[START Entries provided]
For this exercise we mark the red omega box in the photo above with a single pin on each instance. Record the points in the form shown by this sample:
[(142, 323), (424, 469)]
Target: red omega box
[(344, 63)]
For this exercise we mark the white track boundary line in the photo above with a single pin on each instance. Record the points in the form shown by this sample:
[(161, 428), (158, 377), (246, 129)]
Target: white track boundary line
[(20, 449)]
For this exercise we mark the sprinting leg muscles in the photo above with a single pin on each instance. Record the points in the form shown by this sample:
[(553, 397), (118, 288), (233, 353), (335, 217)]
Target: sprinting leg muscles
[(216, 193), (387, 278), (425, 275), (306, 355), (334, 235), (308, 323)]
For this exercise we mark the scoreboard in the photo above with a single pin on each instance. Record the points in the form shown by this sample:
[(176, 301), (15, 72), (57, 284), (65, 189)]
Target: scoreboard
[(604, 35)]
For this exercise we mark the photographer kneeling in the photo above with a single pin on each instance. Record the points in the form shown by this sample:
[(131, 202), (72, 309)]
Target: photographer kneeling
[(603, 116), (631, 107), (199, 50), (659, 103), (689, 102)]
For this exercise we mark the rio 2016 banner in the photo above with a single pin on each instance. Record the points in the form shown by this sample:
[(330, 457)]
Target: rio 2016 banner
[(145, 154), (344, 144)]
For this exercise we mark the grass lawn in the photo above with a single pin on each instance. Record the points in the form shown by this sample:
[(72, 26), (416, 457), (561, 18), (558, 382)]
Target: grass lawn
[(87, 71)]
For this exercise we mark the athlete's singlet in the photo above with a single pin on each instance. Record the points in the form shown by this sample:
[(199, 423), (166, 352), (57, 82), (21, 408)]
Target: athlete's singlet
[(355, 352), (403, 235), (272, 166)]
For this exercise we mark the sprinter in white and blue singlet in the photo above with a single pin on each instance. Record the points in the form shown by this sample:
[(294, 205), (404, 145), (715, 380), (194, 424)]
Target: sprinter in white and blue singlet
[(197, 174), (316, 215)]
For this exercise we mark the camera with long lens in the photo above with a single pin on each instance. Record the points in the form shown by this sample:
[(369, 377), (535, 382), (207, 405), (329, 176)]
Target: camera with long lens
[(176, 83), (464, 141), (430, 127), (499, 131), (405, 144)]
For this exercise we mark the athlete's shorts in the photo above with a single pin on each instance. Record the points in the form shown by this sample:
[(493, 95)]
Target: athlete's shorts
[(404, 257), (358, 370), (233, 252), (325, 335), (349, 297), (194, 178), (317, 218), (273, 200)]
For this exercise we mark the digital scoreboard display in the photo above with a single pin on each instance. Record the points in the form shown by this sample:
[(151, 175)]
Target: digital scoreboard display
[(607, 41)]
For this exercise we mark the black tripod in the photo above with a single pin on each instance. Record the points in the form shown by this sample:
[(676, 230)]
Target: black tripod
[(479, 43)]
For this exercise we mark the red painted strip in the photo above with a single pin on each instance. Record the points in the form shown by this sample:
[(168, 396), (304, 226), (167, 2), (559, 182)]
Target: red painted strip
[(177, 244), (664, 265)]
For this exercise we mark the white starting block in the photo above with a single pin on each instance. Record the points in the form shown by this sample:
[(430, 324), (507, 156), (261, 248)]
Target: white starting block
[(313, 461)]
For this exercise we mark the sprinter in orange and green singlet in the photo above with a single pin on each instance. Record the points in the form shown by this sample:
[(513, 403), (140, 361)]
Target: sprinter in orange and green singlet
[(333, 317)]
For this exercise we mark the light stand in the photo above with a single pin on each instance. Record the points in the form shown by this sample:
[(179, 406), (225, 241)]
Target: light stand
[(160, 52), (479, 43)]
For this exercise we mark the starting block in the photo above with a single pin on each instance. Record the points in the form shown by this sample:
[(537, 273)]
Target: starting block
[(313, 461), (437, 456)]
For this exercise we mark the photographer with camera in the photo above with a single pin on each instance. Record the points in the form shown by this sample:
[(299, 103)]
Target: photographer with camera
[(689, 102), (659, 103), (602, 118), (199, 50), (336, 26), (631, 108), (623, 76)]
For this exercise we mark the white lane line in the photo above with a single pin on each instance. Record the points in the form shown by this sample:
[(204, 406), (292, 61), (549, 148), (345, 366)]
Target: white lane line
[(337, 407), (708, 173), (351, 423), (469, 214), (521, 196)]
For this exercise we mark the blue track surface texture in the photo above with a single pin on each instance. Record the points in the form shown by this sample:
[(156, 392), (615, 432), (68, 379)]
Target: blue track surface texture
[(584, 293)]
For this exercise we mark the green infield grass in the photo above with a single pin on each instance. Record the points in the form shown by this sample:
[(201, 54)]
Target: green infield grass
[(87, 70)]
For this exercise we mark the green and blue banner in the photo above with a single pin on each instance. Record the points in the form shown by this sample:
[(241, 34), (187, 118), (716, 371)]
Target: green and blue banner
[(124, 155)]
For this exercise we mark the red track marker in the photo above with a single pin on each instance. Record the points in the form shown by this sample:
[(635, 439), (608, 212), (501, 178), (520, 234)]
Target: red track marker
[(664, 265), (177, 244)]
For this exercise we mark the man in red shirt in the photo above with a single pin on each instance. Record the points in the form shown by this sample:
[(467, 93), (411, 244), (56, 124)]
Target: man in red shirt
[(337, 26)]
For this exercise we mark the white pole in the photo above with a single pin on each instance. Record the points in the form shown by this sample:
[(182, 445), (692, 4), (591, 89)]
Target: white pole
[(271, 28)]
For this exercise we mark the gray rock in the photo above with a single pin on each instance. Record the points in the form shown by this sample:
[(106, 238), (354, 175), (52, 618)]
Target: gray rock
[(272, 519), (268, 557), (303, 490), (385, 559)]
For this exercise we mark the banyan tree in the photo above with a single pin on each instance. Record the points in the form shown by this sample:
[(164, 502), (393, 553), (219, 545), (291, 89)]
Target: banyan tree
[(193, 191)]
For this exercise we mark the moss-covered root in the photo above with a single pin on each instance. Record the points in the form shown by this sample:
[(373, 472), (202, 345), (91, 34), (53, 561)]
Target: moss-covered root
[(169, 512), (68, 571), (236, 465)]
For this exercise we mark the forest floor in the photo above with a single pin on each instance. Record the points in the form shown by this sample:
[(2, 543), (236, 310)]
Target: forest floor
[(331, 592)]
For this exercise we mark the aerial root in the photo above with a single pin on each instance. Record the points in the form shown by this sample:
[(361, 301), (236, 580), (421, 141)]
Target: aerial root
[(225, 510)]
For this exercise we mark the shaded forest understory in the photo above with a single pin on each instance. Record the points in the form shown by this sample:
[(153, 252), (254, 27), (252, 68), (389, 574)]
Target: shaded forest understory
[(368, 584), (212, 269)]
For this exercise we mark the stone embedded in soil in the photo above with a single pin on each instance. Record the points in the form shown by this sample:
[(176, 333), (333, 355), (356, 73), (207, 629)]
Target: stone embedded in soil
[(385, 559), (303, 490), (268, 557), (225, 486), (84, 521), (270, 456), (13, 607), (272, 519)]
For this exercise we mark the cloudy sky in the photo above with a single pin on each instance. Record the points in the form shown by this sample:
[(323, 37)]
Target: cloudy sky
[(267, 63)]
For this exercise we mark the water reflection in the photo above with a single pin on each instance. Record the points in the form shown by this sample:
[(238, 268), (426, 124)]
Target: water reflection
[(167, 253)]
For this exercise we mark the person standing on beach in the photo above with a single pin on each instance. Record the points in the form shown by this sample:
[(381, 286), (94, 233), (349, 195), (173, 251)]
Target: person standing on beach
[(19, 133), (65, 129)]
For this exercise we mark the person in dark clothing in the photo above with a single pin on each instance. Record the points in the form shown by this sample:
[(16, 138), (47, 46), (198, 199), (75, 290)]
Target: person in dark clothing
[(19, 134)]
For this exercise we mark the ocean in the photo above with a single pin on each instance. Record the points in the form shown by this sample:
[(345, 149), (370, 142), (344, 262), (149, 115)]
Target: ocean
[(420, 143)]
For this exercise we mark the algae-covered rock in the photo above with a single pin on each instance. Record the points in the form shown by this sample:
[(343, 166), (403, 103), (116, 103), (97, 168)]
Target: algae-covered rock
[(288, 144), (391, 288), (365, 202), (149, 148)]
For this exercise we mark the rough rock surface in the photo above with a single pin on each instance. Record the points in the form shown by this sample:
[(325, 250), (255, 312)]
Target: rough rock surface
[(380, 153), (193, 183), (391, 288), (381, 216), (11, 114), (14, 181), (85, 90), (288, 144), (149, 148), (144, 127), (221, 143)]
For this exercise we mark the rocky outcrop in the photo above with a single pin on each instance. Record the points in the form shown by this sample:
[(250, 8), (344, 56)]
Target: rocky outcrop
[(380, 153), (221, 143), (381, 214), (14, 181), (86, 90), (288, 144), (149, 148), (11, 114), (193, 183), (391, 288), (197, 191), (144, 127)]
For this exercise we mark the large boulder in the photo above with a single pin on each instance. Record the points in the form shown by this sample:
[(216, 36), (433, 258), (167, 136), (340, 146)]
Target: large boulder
[END Entries provided]
* What this task involves: Output every line of the entries exactly, from the first line down to the one containing "[(604, 35)]", both ends included.

* The reply:
For this exercise we mark the red omega box in the photo above with a single pin on each instance. Record the points in the form shown by this sample:
[(142, 323), (424, 469)]
Target: red omega box
[(344, 63)]
For this exercise we mark the white track boundary line in the photo above with a single pin on each instance. Record the points in the form shown by this sample:
[(161, 428), (158, 377), (246, 129)]
Target: white track boundary line
[(20, 449)]
For this exercise we mark the sprinting leg muscles in the photo above with a single pin on each instance. Record the points in the form shown by this sample:
[(553, 397), (118, 288), (233, 353), (335, 217)]
Target: sprinting leg muscles
[(216, 193), (387, 278), (425, 275), (306, 355), (334, 235), (308, 323)]
For this exercise we mark the scoreboard in the photo above with a single pin on each instance. Record the points in the form shown by this sample:
[(176, 301), (15, 72), (57, 284), (65, 189)]
Target: scoreboard
[(604, 35)]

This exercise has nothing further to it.